# [Given instruction 1]
In the passage on the home video releases of Jackie Brown, on what date did Lionsgate Home Entertainment release the film on Blu-ray?

In the United States, a Special Edition DVD was released in 2002 by Miramax Home Entertainment. It includes an introduction from Tarantino, an hour-long retrospective interview, a subtitle trivia track, chapter selection, a half-hour "making-of" documentary (How It Went Down), the entire "Chicks Who Love Guns" video as seen in the film, many deleted and alternate scenes including an alternate opening title sequence, Siskel and Ebert's reviews, Jackie Brown appearances on MTV, TV spots and theatrical trailers, written reviews, articles and filmographies, and more than an hour of trailers for Pam Grier and Robert Forster films dating onward from the 1960s. The box also includes a mini-poster of the film, and on the reverse, two other mini-posters of Grier and Forster, both similar to the album cover. Although the Special Edition DVD states that the film is presented in a 2.35:1 aspect ratio, it was actually shot with a 1.85:1 ratio, the only Tarantino-directed film to date shot in the ratio, with the exception of his segment in the film Four Rooms, "The Man from Hollywood". Outside of the US, the film had already been released on DVD prior to 2002. In Australia (Region 4) it was released on DVD on June 17, 1999 by Roadshow Entertainment, who had an Australian distribution agreement with Miramax at the time. Roadshow Entertainment had also handled the film's theatrical release in the country.

In 2010, Disney sold Miramax to Filmyard Holdings, with the latter company being a private equity consortium involving firms such as Colony Capital and Tutor-Saliba Corporation. Filmyard Holdings temporarily sublicensed the home media rights for much of Miramax's catalog to Lionsgate. On October 4, 2011, Lionsgate Home Entertainment released Jackie Brown on Blu-ray alongside Pulp Fiction. The film is presented in 1080p high definition in its original 1.85:1 aspect ratio with a DTS-HD Master Audio 5.1 soundtrack. In the 2010s, Filmyard/Lionsgate removed the 1987-1998 Miramax logo from many reissue prints for Miramax films, replacing it with the later Miramax opening logo, which features the New York City skyline. This was the case with Jackie Brown, one of the last films to feature the 1987 Miramax opening logo.

# [Input material]
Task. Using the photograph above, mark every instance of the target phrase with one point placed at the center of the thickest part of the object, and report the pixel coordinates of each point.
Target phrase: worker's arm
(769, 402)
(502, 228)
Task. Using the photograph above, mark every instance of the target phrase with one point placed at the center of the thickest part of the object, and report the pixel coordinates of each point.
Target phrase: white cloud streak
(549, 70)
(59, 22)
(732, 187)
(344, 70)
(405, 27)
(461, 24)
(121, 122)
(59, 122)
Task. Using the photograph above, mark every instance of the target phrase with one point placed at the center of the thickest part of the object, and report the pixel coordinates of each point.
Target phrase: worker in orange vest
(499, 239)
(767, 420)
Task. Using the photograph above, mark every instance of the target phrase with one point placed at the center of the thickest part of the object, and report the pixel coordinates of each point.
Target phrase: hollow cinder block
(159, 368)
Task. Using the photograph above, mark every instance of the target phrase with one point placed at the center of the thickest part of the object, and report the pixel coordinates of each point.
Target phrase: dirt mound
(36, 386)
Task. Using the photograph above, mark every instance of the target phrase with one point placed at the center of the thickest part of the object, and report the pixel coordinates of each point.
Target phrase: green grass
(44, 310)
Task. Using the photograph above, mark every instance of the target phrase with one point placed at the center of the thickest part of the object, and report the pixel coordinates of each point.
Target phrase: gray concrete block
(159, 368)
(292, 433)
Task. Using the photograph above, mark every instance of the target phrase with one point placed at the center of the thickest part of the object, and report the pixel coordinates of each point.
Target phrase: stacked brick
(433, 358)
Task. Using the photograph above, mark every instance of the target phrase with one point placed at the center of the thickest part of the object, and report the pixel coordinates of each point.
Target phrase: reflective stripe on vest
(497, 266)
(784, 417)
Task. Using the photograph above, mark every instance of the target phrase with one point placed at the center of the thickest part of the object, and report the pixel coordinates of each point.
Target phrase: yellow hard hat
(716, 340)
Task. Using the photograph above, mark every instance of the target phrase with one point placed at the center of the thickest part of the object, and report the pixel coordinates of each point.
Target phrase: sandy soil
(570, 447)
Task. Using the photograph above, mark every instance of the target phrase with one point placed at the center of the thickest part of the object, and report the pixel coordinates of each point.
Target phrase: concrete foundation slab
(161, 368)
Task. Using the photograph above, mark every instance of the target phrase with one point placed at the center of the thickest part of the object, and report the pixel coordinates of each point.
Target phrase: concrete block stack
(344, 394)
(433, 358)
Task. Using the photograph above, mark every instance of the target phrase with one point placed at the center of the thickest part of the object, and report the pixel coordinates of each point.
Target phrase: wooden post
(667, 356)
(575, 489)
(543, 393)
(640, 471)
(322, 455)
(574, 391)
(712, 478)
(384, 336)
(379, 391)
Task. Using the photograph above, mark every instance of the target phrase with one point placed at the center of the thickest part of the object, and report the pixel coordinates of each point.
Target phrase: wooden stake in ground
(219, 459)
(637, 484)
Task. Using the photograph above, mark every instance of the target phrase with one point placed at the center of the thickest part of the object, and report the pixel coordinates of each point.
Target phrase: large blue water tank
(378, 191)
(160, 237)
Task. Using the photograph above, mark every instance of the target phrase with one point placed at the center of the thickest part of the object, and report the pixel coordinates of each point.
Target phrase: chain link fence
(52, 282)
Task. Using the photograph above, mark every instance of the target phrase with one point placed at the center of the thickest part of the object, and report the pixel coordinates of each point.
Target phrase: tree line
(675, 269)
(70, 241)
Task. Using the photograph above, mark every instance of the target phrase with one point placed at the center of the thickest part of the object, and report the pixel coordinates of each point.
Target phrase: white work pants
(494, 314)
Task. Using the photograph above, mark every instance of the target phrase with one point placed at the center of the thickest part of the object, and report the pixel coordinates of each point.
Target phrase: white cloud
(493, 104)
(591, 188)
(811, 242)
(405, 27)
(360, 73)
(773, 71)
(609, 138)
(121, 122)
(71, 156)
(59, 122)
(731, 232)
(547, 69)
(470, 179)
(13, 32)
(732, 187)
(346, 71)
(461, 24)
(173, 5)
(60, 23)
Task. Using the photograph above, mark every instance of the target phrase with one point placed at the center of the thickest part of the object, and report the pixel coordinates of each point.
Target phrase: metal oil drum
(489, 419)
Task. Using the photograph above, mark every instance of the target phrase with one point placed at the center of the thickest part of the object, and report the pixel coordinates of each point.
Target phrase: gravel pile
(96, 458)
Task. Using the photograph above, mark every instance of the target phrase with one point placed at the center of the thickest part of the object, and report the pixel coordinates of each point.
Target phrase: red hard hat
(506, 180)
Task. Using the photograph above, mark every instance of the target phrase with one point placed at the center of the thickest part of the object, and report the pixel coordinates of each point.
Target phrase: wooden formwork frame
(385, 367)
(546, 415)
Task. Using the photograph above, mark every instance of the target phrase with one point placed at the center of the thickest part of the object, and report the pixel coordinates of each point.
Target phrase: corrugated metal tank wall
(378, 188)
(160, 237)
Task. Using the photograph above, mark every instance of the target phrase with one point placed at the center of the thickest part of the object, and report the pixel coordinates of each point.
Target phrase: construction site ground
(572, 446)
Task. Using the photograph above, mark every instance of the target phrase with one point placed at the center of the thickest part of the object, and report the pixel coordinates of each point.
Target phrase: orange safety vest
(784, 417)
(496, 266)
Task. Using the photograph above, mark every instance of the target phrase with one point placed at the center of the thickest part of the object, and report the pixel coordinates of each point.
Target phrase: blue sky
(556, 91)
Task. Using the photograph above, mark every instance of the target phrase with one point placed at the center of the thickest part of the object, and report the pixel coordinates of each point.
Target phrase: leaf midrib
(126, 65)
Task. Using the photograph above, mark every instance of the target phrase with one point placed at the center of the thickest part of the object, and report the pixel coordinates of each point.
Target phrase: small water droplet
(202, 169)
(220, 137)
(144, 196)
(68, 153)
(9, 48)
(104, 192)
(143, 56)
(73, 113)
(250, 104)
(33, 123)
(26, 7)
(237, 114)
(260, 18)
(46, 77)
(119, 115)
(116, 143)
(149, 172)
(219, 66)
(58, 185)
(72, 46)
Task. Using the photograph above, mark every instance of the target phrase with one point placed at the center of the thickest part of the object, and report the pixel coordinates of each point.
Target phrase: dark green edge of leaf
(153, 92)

# [Given instruction 2]
Find every line in the records that contains the string "vest" and copy each of those lines. Case counts.

# [Exercise result 1]
October 4, 2011

# [Exercise result 2]
Target phrase: worker in orange vest
Target phrase: reflective stripe on vest
Target phrase: orange safety vest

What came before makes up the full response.